* Selected text
John Libbey Eurotext

Propagation of seizures in a case of lesional mid-cingulate gyrus epilepsy studied by stereo-EEG Volume 18, issue 4, December 2016

Figure 1

Summary of presurgical workup, intracranial stereo-EEG implantation, and statistical analysis of transformed EEG data during a seizure recorded by depth electrodes. (A) Summary of neuroimaging findings. Sagittal T1-weighted MRI showing the mid-cingulate and anterior cingulate abnormalities on the left side (red arrows), and the relationship of the mid-cingulate lesion to the VPC line (yellow), i.e. the vertical line through the posterior commissure. Encircled on the axial and sagittal FLAIR images are areas of increased signal intensity surrounding the lesion within the mid-cingulate gyrus (blue arrow), and the encephalomalacia within the orbitofrontal region (green arrow) respectively. The upper right-sided image depicts a colour-coded FDG-PET scan showing hypometabolism in the bilateral fronto-parietal regions, more pronounced on the left. The lower two axial images are the results of SISCOM analysis of the patient's ictal SPECT study which showed two discrete areas of hyperperfusion in proximity to the two MRI lesions, with the predominant focus originating from the mid-cingulate lesion. (B) Ten-second window of scalp EEG data at seizure onset viewed in anterior posterior bipolar montage. Notice the widespread electric decrements along with low-amplitude evolving alpha/theta rhythms. The patient had 2 stereotypical habitual events recorded during this scalp video-EEG evaluation. Clinically, the seizures consisted of brief hypermotor behaviour, while EEG rhythms were obscured by movement artefacts. (C) Stereo-EEG coverage of the left hemisphere. Individual axial and sagittal images show the location of electrode contacts that were implanted within the cingulate and orbitofrontal regions. (D) Statistically-transformed EEG data of Seizure 3 weighted by t-value compared to baseline. The horizontal axis represents time and the vertical axis individual electrode contacts. The corresponding sagittal MRI images show location of electrodes involved sequentially by the ictal discharge. The asterisks mark other anterior cingulate contacts, which are relatively uninvolved until late during the course of the seizure. The grey-scaled boxes at the bottom denote the clinical behaviour observed during the seizure, and the duration of each component corresponds to the width of the box.

[Items from a data source]
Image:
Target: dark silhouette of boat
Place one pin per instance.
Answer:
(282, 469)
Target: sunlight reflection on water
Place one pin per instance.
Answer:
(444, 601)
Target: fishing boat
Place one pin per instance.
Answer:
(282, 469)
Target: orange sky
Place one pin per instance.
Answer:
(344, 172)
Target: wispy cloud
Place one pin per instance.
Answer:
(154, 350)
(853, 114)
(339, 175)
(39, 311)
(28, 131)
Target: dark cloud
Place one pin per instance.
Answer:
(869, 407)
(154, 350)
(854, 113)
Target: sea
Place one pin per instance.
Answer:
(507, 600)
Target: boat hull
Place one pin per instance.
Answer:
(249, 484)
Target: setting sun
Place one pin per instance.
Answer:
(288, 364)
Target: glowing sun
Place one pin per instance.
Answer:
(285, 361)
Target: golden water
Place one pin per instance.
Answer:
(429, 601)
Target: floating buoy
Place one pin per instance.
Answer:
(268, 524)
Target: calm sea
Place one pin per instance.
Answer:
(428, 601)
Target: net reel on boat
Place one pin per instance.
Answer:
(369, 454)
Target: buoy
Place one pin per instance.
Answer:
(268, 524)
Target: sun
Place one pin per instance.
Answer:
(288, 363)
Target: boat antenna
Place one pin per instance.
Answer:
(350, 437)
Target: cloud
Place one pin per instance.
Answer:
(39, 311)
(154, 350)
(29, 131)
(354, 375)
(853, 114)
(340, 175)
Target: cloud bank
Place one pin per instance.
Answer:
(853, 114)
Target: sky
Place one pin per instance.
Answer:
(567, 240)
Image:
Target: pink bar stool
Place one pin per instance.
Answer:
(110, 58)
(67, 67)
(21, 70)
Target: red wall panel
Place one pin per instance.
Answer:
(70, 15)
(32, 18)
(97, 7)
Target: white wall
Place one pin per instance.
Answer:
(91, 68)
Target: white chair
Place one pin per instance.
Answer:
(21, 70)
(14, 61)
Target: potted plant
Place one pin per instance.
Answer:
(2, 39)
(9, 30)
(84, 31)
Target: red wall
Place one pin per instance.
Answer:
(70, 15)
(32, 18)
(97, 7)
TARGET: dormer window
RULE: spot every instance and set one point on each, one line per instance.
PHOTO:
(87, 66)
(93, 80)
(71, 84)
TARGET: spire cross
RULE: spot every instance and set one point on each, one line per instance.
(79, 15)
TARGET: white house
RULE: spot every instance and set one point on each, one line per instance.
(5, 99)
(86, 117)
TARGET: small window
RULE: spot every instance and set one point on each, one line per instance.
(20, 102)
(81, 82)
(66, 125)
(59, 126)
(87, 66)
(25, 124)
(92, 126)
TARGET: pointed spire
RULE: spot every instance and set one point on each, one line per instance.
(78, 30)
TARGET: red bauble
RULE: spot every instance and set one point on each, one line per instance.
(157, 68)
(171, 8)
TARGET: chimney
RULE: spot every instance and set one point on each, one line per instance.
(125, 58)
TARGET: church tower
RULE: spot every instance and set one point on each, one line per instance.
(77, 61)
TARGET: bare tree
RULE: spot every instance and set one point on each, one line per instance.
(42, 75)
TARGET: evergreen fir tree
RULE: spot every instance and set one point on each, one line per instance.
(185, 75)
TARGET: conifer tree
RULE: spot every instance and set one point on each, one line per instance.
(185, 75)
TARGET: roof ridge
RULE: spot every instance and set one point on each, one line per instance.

* Your goal
Retype the figure caption about seizure propagation in mid-cingulate gyrus epilepsy in full, with no changes to its wording.

* Result of this exercise
John Libbey Eurotext

Propagation of seizures in a case of lesional mid-cingulate gyrus epilepsy studied by stereo-EEG Volume 18, issue 4, December 2016

Figure 1

Summary of presurgical workup, intracranial stereo-EEG implantation, and statistical analysis of transformed EEG data during a seizure recorded by depth electrodes. (A) Summary of neuroimaging findings. Sagittal T1-weighted MRI showing the mid-cingulate and anterior cingulate abnormalities on the left side (red arrows), and the relationship of the mid-cingulate lesion to the VPC line (yellow), i.e. the vertical line through the posterior commissure. Encircled on the axial and sagittal FLAIR images are areas of increased signal intensity surrounding the lesion within the mid-cingulate gyrus (blue arrow), and the encephalomalacia within the orbitofrontal region (green arrow) respectively. The upper right-sided image depicts a colour-coded FDG-PET scan showing hypometabolism in the bilateral fronto-parietal regions, more pronounced on the left. The lower two axial images are the results of SISCOM analysis of the patient's ictal SPECT study which showed two discrete areas of hyperperfusion in proximity to the two MRI lesions, with the predominant focus originating from the mid-cingulate lesion. (B) Ten-second window of scalp EEG data at seizure onset viewed in anterior posterior bipolar montage. Notice the widespread electric decrements along with low-amplitude evolving alpha/theta rhythms. The patient had 2 stereotypical habitual events recorded during this scalp video-EEG evaluation. Clinically, the seizures consisted of brief hypermotor behaviour, while EEG rhythms were obscured by movement artefacts. (C) Stereo-EEG coverage of the left hemisphere. Individual axial and sagittal images show the location of electrode contacts that were implanted within the cingulate and orbitofrontal regions. (D) Statistically-transformed EEG data of Seizure 3 weighted by t-value compared to baseline. The horizontal axis represents time and the vertical axis individual electrode contacts. The corresponding sagittal MRI images show location of electrodes involved sequentially by the ictal discharge. The asterisks mark other anterior cingulate contacts, which are relatively uninvolved until late during the course of the seizure. The grey-scaled boxes at the bottom denote the clinical behaviour observed during the seizure, and the duration of each component corresponds to the width of the box.